• WHAT YOU NEED TO DO: Reproduce all entries precisely as they are written.

• DATA:
-*-

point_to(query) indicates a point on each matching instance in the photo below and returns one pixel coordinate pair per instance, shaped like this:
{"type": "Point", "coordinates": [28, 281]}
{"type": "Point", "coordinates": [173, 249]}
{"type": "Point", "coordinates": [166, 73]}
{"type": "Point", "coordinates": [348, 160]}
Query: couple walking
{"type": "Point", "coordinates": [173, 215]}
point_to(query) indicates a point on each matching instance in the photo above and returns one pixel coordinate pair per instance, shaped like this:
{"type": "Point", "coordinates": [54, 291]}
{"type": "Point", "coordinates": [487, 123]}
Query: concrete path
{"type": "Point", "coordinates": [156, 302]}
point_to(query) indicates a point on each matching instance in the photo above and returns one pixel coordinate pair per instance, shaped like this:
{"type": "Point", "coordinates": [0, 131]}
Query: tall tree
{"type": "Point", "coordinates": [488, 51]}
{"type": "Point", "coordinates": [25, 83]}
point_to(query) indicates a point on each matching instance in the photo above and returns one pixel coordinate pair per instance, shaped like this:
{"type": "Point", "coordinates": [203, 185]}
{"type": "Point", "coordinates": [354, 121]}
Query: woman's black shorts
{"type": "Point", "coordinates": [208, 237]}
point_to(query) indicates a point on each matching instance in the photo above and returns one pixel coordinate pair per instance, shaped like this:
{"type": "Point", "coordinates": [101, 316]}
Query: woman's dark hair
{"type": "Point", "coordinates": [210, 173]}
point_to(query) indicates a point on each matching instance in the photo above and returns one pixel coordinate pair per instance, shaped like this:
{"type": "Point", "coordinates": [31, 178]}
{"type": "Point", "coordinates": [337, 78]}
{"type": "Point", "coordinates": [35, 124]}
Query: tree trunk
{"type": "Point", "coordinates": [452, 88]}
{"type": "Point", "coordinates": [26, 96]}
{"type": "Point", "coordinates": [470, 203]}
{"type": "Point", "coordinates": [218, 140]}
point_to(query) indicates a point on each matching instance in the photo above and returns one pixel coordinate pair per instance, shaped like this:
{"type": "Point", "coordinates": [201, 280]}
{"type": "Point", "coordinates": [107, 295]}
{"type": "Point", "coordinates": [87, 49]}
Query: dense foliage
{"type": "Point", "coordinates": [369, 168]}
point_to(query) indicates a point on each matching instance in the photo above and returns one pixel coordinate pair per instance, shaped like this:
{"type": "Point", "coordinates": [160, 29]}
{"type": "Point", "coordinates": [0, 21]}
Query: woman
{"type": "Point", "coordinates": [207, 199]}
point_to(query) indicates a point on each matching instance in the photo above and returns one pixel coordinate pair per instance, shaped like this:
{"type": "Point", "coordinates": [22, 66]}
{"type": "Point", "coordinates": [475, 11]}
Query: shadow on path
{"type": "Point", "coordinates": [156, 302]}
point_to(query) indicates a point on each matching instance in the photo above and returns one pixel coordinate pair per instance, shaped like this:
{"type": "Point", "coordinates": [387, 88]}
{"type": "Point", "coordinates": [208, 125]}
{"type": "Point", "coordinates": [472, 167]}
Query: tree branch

-*-

• COMPLETE ANSWER:
point_to(query) indicates a point on each matching instance in the photo below and returns one pixel coordinate pair per instance, shaped like this:
{"type": "Point", "coordinates": [28, 281]}
{"type": "Point", "coordinates": [173, 249]}
{"type": "Point", "coordinates": [166, 73]}
{"type": "Point", "coordinates": [348, 160]}
Query: couple walking
{"type": "Point", "coordinates": [173, 215]}
point_to(query) indicates a point on each matching instance in the photo above and returns one pixel coordinate pair per instance, shaped like this:
{"type": "Point", "coordinates": [54, 291]}
{"type": "Point", "coordinates": [487, 123]}
Query: concrete path
{"type": "Point", "coordinates": [156, 302]}
point_to(query) indicates a point on each matching instance in the photo above and returns one pixel coordinate pair per instance, shaped like this:
{"type": "Point", "coordinates": [0, 131]}
Query: tall tree
{"type": "Point", "coordinates": [488, 51]}
{"type": "Point", "coordinates": [25, 83]}
point_to(query) indicates a point on each matching instance in the photo above and returns one pixel coordinate pair per instance, shaped like this:
{"type": "Point", "coordinates": [203, 185]}
{"type": "Point", "coordinates": [354, 121]}
Query: woman's black shorts
{"type": "Point", "coordinates": [208, 237]}
point_to(query) indicates a point on each matching instance in the photo above and returns one pixel coordinate pair per instance, shaped like this:
{"type": "Point", "coordinates": [101, 316]}
Query: woman's dark hair
{"type": "Point", "coordinates": [210, 173]}
point_to(query) indicates a point on each matching instance in the photo above and returns one pixel coordinate pair per instance, shaped like this:
{"type": "Point", "coordinates": [31, 178]}
{"type": "Point", "coordinates": [337, 78]}
{"type": "Point", "coordinates": [35, 124]}
Query: tree trunk
{"type": "Point", "coordinates": [452, 88]}
{"type": "Point", "coordinates": [26, 96]}
{"type": "Point", "coordinates": [470, 203]}
{"type": "Point", "coordinates": [218, 140]}
point_to(query) indicates a point on each matching instance in the photo above and returns one pixel coordinate pair per instance, shaped like this:
{"type": "Point", "coordinates": [201, 280]}
{"type": "Point", "coordinates": [107, 295]}
{"type": "Point", "coordinates": [87, 49]}
Query: dense foliage
{"type": "Point", "coordinates": [369, 168]}
point_to(query) indicates a point on each matching instance in the photo above and returns one pixel coordinate pair per instance, shaped like this:
{"type": "Point", "coordinates": [160, 29]}
{"type": "Point", "coordinates": [0, 21]}
Query: woman
{"type": "Point", "coordinates": [207, 199]}
point_to(query) indicates a point on each matching instance in the photo above and returns one pixel coordinate pair per instance, shaped like this:
{"type": "Point", "coordinates": [22, 66]}
{"type": "Point", "coordinates": [475, 11]}
Query: shadow on path
{"type": "Point", "coordinates": [156, 302]}
point_to(query) indicates a point on each matching instance in the photo above and returns one pixel coordinate pair per instance, shaped like this:
{"type": "Point", "coordinates": [387, 88]}
{"type": "Point", "coordinates": [208, 125]}
{"type": "Point", "coordinates": [472, 167]}
Query: tree branch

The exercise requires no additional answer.